Dataset records about object locations

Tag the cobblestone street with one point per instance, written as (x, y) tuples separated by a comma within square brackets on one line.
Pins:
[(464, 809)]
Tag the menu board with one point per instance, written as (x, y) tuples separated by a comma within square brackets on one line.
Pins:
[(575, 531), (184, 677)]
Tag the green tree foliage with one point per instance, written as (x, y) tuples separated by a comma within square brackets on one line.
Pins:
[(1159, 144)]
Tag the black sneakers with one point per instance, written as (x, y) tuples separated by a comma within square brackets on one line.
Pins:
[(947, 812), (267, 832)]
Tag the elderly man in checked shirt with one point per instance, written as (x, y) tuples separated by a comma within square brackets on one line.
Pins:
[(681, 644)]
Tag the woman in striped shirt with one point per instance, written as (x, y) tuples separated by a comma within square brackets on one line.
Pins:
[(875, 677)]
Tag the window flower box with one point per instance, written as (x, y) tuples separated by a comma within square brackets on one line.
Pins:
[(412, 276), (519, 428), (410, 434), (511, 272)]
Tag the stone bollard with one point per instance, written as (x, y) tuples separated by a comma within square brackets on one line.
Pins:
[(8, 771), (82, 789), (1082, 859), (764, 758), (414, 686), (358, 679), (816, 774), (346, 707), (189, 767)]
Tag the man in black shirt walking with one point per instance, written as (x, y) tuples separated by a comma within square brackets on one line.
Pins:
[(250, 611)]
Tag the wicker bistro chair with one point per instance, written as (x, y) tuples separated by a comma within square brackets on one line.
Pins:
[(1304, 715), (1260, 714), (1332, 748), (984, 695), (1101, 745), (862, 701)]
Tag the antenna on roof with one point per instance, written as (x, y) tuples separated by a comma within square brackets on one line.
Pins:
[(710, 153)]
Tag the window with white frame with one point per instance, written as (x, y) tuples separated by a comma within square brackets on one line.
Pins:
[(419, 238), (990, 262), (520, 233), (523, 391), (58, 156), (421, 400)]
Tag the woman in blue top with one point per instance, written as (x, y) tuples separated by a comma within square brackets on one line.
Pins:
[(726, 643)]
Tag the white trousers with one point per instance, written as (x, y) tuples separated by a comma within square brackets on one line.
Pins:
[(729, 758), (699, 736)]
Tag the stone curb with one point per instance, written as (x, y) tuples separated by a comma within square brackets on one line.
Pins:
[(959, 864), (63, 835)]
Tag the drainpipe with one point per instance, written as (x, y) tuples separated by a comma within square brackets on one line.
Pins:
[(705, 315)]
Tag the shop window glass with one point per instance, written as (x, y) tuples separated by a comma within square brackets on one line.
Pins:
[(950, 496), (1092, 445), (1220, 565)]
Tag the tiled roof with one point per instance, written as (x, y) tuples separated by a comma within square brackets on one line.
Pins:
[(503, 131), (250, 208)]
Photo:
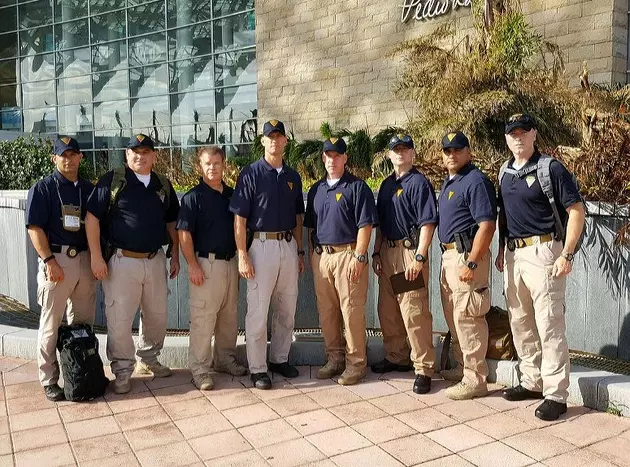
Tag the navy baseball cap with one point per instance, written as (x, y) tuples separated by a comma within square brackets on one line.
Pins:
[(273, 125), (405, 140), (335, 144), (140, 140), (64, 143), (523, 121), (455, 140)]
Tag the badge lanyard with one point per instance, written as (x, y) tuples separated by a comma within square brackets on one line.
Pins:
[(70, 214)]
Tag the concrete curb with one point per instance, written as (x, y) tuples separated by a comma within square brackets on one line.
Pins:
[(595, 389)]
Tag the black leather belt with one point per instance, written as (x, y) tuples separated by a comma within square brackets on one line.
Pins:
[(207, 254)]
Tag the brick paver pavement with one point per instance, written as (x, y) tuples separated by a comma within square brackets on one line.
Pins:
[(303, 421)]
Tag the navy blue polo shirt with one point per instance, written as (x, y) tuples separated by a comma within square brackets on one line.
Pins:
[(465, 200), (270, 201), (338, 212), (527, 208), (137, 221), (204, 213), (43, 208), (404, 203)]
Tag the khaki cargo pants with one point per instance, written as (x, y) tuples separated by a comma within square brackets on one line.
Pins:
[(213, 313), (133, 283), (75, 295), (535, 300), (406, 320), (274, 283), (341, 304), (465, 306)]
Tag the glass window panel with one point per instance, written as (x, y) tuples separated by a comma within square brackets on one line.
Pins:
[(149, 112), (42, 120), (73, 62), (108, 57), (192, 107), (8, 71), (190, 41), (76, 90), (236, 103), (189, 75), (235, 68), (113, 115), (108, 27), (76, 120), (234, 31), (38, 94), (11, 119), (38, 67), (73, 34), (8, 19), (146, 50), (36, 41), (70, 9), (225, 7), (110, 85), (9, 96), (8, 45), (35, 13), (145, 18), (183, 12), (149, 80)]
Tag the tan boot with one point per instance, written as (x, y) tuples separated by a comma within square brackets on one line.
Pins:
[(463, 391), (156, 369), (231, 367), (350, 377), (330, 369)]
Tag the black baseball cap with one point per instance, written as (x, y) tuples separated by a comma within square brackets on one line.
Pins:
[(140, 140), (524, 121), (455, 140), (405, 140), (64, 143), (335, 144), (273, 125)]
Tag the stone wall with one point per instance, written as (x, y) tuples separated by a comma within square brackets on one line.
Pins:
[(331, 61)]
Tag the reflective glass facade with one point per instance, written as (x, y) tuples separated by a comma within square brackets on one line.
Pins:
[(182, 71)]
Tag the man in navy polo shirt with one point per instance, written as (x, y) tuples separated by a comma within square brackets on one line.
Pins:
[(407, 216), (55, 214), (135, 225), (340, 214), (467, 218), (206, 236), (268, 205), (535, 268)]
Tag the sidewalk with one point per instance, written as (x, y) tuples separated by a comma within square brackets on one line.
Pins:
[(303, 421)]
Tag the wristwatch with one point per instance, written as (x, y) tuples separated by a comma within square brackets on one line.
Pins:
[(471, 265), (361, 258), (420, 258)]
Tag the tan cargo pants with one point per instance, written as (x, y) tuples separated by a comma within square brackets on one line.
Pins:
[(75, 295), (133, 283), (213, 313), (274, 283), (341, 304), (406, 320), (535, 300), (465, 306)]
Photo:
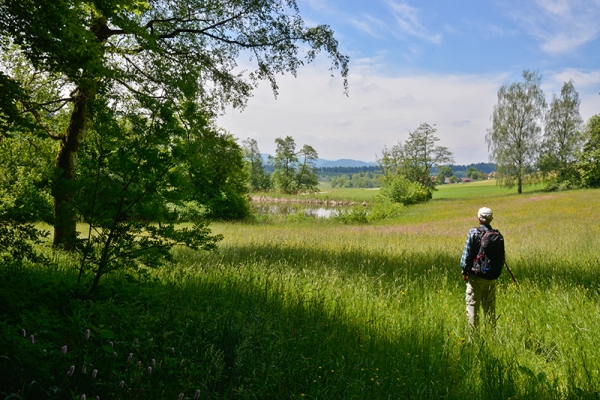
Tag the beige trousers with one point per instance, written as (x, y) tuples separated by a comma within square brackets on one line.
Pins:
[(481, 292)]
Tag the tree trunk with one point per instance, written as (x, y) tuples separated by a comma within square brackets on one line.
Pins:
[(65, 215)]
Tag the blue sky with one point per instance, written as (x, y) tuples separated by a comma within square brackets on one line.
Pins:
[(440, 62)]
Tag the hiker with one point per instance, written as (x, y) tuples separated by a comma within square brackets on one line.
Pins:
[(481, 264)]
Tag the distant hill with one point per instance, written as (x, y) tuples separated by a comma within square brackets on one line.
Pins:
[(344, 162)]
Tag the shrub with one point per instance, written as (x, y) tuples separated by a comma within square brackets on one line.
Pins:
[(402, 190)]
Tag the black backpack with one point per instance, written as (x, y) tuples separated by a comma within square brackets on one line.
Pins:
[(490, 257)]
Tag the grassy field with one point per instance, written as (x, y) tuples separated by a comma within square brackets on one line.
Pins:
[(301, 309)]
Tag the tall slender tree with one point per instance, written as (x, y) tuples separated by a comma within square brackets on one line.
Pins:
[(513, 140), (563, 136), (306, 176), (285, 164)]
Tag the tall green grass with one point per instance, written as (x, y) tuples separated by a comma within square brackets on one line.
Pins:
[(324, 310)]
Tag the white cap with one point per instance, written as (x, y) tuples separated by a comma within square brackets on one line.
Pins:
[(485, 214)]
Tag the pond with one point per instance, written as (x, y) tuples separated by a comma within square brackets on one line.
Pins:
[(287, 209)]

## Task directions
Quote the entries above word for word. Leave the images out.

## Written reply
Tag the cobblestone street with one point per instance, written as (x, y) tuples separated by a comma within square brackets on one line.
Pins:
[(464, 809)]
Tag the menu board with one point per instance, written as (x, y) tuples separated by a comma within square brackets on one line.
Pins:
[(575, 531), (184, 677)]
Tag the green tree foliage with one point per instance, written as (x, y) tuples separated by a comma within square brackets on one line.
Pins:
[(1159, 144)]
Tag the black sneakers with one point per instance, written as (x, y) tuples separated by a comma within square brackets on one line.
Pins:
[(947, 812), (267, 832)]
Tag the elderly man in checked shirt with one point per instance, written as (x, y) tuples separated by a comma within square brackets on one line.
Pins:
[(681, 644)]
Tag the woman in striped shirt with one point per instance, written as (x, y) tuples separated by a comma within square brackets on one line.
Pins:
[(875, 677)]
Tag the window flower box with one point per instance, written as (x, y) tuples separated by a comma within square brackets on one line.
Pins:
[(412, 276), (519, 428), (410, 434), (511, 272)]
Tag the stone bollard with one point per instance, written as (x, y) tuples separated by a comma within square brackets on one line.
Pins:
[(8, 771), (82, 789), (1082, 859), (764, 758), (414, 686), (358, 679), (816, 774), (346, 707), (189, 767)]
Tag the man in black shirt walking with one point per instance, written as (x, y) tuples separated by a comma within square brackets on one line.
Pins:
[(250, 611)]
Tag the wicker bistro chair with one point per instance, written as (x, y) tuples separated by a comma within square brackets on one line.
Pins:
[(1304, 715), (1260, 714), (1332, 748), (984, 695), (1101, 745), (862, 701)]
Tag the antenna on roof with one point per instance, written as (x, y) tuples separated by a comma within square brackets on one line.
Pins:
[(710, 153)]
Tag the window with white frame with one point per instance, written as (x, y) tuples separated by a comma within square brackets on one line.
Pins:
[(419, 238), (990, 262), (520, 233), (523, 391), (58, 156), (421, 400)]
Tag the woman in blue top with one point per instance, written as (x, y) tuples separated by a comma within square brackets on one line.
Pins:
[(726, 643)]
Tag the white trousers with one point per instance, written as (x, y) tuples separated by a comma within square brackets on one line.
Pins:
[(729, 758), (699, 736)]
Tag the stone curb with one point per instance, written as (x, y) tuples separated by a comma within square brackets on one line.
Pins:
[(959, 864), (63, 835)]
Tag the drainpipe with one point per instance, written as (x, y) tuples separated by a comma within square brackets on one line.
Pins:
[(705, 315)]
Tag the shop window glass with one point per instance, written as (x, y) tuples separated by a comma within square brackets on one line.
Pins:
[(950, 496), (1092, 445), (1220, 565)]
Tag the tiled roof with one point per instance, written as (x, y) tuples separated by a comma within square brackets on one line.
Pins:
[(503, 131), (250, 208)]
Photo:
Tag the navy baseball cap with one point per instance, written as (x, y) tuples separated by a comma within square brackets on one line.
Pins:
[(273, 125), (405, 140), (335, 144), (140, 140), (64, 143), (523, 121), (455, 140)]
Tag the badge lanyard with one point per instance, written as (x, y) tuples separated by a comma within square brackets on one line.
Pins:
[(70, 214)]
Tag the concrete curb with one point per instance, written as (x, y) tuples separated by a comma within square brackets on one line.
Pins:
[(595, 389)]
Tag the black leather belt with one point per instance, written as (x, y) tuples separated by a comma within square brackets on one line.
Pins:
[(207, 254)]
Tag the brick paver pavement with one point per instance, written as (x, y) tuples separated by a comma within square brackets on one line.
Pins:
[(303, 421)]
Tag the navy blue polo shirt with one point per instance, written as (x, y) tuples separated by a comma within square brackets on one line.
Pins:
[(465, 200), (270, 201), (338, 212), (527, 208), (137, 221), (204, 213), (43, 208), (404, 203)]
Tag the khaki cargo pants with one point per instance, written as (x, y) tuples separated by a comma within square brackets on one line.
Pins:
[(213, 313), (133, 283), (75, 295), (535, 300), (406, 320), (274, 283), (341, 304), (465, 306)]
Tag the glass window panel with one point per instance, written as (x, y) tuples separated by a comma within square brackets on one line.
Pins:
[(149, 112), (42, 120), (73, 62), (108, 57), (192, 107), (8, 71), (190, 41), (76, 90), (236, 103), (189, 75), (235, 68), (113, 115), (108, 27), (76, 120), (234, 31), (38, 94), (11, 119), (38, 67), (73, 34), (8, 19), (146, 50), (36, 41), (70, 9), (225, 7), (110, 85), (9, 96), (8, 45), (35, 13), (145, 18), (183, 12), (149, 80)]
Tag the tan boot with one point per instance, written as (x, y) tuples separated by a comma within square brackets on one line.
Pins:
[(463, 391), (156, 369), (231, 367), (350, 377), (330, 369)]
Tag the black baseball cap with one point per instance, written as (x, y) tuples separated by a comma within square brackets on one line.
Pins:
[(140, 140), (524, 121), (455, 140), (405, 140), (64, 143), (335, 144), (273, 125)]
Tag the stone wall with one point per instance, written as (x, y) tuples separated by a comma within square brackets on one line.
Pins:
[(331, 61)]
Tag the reflective glass facade with one point per instance, written as (x, y) tuples separated by a comma within square brackets on one line.
Pins:
[(182, 71)]
Tag the man in navy polo shirt with one point per instance, written as (x, y) tuples separated by a comma within square brackets on one line.
Pins:
[(407, 216), (55, 214), (135, 225), (340, 214), (467, 218), (206, 236), (268, 205), (535, 268)]
Tag the sidewalk with one point per instance, written as (x, y) tuples separated by a comma within square brackets on one line.
Pins:
[(303, 421)]
Tag the wristwatch with one point per instance, written as (x, y) tuples separated by a comma within square brackets on one line.
Pins:
[(471, 265), (361, 258), (420, 258)]
Tag the tan cargo pants with one point per instance, written as (x, y) tuples separated by a comma within square brackets on one line.
Pins:
[(75, 295), (133, 283), (213, 313), (274, 283), (341, 304), (406, 320), (535, 300), (465, 306)]
Photo:
Tag the beige trousers with one point per instance, written as (x, y) tuples separated by a comma within square brackets on one line.
Pins:
[(481, 292)]
Tag the tree trunk with one point per instance, written as (x, y) tuples separated by a comma within square brackets on one line.
Pins:
[(65, 215)]
Tag the blue sky with one point per instance, written as (x, y) tuples separated by a comma within square brackets on one line.
Pins:
[(440, 62)]
Tag the hiker with one point per instance, written as (x, y) tuples separated by a comma within square brackets on one line.
Pins:
[(481, 264)]
Tag the distant hill with one point per instance, written as (x, y) tuples separated by a comma within square brackets on one line.
Pins:
[(344, 162)]
Tag the shrub with one point per instance, written as (x, y) tuples separated by a comma within square brackets on one line.
Pins:
[(402, 190)]
Tag the black backpack with one point per instance, written as (x, y) tuples separated by a comma within square brackets on one line.
Pins:
[(490, 257)]
Tag the grassy field with one point per instance, written as (x, y) tuples separated by a comma within square brackets on one line.
Pins:
[(301, 309)]
Tag the tall slender tree with one point per instance, written as (x, y) tuples separated by a comma within square brackets on one line.
Pins:
[(513, 140), (563, 136), (306, 176), (285, 164)]
Tag the tall green grass with one point per instance, written as (x, y) tuples separated by a comma within square brackets on one line.
Pins:
[(324, 310)]
Tag the white cap with one point per instance, written as (x, y) tuples separated by a comma within square brackets on one line.
Pins:
[(485, 214)]
Tag the pond with one point per instance, written as (x, y) tuples separated by a comma within square brackets on one line.
Pins:
[(287, 209)]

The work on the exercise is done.